◆ DATA LISTING ◆
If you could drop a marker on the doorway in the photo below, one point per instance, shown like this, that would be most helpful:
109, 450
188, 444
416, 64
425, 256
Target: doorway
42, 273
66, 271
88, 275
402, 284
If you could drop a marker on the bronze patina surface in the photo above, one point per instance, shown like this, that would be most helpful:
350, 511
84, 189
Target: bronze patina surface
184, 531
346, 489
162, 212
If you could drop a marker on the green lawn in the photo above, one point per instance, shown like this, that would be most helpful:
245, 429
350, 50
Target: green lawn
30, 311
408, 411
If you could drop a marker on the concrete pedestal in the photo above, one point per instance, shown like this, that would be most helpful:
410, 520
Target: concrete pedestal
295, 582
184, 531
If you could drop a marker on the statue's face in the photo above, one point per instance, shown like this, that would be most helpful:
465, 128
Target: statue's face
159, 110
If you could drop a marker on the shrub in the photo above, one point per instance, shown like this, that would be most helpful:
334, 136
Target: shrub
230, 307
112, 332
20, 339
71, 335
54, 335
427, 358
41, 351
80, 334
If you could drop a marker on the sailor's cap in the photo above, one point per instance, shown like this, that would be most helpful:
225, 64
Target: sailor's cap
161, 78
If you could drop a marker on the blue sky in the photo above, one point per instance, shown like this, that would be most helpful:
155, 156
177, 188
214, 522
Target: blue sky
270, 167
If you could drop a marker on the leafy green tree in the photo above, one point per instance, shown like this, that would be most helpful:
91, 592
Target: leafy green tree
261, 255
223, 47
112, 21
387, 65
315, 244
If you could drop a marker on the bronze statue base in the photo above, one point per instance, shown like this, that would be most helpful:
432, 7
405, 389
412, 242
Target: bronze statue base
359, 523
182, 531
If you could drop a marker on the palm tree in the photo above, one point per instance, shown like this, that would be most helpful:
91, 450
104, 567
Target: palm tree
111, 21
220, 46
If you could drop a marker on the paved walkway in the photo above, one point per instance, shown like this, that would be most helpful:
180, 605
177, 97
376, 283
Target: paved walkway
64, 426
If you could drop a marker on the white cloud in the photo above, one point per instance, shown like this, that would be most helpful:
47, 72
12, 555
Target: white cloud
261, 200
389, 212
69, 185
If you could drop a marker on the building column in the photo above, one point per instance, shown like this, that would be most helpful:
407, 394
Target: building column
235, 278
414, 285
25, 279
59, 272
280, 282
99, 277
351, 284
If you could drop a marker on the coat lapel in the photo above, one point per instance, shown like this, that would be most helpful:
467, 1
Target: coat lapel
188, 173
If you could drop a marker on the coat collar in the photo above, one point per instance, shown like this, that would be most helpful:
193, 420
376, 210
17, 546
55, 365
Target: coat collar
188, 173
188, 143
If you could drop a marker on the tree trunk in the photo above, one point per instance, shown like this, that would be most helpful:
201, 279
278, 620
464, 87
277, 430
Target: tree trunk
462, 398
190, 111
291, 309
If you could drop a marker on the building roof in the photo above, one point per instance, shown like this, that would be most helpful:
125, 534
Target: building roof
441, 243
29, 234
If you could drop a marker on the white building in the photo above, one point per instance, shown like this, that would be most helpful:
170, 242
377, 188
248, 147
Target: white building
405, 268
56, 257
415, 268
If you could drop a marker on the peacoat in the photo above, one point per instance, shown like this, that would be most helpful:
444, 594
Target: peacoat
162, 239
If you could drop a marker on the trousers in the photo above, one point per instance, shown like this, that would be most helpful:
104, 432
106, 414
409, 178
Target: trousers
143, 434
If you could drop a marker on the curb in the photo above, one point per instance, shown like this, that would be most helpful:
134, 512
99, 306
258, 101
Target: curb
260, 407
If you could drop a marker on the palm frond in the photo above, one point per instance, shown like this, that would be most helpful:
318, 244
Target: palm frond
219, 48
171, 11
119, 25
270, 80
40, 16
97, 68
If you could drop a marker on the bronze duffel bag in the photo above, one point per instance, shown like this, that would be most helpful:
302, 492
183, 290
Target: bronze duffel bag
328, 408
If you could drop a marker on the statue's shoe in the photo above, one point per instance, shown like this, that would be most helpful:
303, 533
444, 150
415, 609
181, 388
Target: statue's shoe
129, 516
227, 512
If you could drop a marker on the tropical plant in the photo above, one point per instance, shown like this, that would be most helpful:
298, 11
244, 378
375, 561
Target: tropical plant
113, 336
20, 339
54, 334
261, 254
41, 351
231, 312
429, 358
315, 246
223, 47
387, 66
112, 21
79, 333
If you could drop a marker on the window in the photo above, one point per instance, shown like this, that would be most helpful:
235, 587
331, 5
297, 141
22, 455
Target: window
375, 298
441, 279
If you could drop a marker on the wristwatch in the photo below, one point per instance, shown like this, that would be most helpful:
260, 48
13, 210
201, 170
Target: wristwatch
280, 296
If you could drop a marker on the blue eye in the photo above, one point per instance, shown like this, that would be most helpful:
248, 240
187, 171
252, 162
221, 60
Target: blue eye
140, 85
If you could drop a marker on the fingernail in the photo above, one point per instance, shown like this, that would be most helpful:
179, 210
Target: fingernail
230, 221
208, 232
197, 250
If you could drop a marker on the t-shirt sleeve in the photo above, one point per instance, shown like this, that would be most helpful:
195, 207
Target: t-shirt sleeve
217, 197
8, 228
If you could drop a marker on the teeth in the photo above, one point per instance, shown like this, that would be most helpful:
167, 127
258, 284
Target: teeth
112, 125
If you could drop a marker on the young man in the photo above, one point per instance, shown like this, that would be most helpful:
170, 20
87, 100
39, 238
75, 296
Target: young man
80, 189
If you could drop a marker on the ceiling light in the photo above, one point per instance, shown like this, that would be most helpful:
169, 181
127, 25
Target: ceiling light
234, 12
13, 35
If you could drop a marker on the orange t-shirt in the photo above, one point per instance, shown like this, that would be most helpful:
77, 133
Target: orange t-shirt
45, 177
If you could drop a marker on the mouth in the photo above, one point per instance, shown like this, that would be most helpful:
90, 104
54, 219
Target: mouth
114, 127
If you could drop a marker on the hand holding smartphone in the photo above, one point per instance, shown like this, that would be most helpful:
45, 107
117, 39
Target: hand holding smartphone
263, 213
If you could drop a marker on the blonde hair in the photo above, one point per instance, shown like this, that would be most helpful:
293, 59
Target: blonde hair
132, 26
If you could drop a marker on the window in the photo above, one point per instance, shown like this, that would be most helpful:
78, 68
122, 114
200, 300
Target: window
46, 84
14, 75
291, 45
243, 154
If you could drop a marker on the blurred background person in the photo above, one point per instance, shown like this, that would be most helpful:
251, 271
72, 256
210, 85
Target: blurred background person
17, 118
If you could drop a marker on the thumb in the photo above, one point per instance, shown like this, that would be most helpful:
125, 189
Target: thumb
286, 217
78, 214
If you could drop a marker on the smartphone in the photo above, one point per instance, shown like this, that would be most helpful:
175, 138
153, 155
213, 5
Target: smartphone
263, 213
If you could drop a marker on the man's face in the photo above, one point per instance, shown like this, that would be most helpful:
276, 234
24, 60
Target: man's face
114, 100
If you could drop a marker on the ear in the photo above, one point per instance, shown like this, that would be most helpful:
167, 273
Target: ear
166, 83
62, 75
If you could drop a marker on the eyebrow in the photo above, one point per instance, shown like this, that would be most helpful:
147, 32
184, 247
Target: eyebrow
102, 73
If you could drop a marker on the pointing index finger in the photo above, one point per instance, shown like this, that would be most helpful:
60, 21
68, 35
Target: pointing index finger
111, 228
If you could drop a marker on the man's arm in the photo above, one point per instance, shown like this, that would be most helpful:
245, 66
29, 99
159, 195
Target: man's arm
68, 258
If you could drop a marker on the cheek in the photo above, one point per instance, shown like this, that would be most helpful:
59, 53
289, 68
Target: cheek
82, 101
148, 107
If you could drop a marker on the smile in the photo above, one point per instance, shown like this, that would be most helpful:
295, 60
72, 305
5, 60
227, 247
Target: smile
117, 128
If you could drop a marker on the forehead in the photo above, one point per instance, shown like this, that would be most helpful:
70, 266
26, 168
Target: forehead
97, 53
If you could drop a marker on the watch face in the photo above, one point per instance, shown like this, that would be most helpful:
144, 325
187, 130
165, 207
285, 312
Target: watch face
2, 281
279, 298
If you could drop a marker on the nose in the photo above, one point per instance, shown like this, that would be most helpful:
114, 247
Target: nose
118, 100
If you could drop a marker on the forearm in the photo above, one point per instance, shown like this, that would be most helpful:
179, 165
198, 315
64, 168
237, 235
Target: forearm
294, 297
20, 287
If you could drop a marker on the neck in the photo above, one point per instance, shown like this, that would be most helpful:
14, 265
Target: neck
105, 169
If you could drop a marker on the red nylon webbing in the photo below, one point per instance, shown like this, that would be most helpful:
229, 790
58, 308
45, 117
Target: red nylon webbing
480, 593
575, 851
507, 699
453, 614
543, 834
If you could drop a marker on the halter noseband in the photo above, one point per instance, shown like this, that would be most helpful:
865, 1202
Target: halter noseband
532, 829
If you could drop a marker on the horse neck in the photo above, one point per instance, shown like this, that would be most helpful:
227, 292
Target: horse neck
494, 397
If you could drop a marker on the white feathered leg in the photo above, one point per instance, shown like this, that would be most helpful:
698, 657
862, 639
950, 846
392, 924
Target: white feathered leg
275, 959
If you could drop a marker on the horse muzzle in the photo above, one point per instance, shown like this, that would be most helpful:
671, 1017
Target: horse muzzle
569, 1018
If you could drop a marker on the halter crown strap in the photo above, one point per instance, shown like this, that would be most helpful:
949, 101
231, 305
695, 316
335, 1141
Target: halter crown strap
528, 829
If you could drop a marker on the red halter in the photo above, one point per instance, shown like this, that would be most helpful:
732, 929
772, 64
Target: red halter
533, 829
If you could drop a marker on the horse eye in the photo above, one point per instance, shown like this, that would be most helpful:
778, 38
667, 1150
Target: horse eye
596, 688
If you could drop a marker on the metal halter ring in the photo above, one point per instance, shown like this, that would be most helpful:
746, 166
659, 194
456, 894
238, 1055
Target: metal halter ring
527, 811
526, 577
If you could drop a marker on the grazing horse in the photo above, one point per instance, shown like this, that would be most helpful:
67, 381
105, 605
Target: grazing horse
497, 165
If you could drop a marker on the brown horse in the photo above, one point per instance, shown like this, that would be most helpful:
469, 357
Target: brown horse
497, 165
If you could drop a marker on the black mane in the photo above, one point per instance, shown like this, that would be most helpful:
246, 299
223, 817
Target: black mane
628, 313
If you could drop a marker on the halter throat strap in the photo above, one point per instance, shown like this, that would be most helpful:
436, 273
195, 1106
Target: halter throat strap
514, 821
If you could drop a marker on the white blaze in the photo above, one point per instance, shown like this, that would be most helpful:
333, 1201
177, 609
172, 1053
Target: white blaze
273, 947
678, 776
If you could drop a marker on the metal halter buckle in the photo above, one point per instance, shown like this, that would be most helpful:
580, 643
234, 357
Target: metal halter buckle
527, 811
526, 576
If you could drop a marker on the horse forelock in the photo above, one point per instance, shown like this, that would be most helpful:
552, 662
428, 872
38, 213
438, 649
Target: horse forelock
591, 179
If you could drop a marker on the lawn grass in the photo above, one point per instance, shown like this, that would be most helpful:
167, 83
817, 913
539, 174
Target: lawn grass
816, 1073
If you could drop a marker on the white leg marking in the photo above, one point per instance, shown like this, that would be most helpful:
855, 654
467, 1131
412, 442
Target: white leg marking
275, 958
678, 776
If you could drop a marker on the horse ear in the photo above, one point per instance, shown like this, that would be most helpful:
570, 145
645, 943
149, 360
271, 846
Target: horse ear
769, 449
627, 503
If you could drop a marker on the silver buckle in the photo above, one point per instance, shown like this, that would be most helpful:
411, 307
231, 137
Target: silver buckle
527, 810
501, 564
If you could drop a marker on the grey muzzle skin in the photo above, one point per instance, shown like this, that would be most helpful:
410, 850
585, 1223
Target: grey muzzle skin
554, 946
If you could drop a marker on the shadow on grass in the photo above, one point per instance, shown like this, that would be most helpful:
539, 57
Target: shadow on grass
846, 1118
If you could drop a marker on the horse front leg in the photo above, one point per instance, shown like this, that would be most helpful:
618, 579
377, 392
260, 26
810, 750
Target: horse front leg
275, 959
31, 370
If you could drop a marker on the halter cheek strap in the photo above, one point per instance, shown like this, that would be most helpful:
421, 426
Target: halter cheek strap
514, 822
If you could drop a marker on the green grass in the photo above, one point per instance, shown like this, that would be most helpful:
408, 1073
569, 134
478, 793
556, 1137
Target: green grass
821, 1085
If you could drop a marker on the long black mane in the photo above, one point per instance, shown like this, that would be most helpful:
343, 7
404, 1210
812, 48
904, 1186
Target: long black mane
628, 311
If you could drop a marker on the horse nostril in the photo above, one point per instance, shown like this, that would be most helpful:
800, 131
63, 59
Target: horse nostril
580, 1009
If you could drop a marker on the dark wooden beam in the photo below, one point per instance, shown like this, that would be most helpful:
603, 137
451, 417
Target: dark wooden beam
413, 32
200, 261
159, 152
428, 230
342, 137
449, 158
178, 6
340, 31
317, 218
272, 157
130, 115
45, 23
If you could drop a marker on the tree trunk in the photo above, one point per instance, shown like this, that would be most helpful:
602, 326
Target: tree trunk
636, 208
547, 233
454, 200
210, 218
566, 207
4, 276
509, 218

◆ WORK REQUEST ◆
List all lines above in which the string "below" appears.

◆ ANSWER TO THE EXERCISE ◆
If you could drop a marker on the doorway in the photo below, one point per instance, shown like this, that would be most helpful:
If you could drop a marker on the wristwatch in the photo below, one point per instance, shown like this, that would be most helpful:
If you could drop a marker on the red nylon webbing in the photo below, one point per instance, shown like this, that would be most helpful:
If you could drop a marker on the dark wooden beam in the photo below, one point per instance, shown like this, that would be most helpful:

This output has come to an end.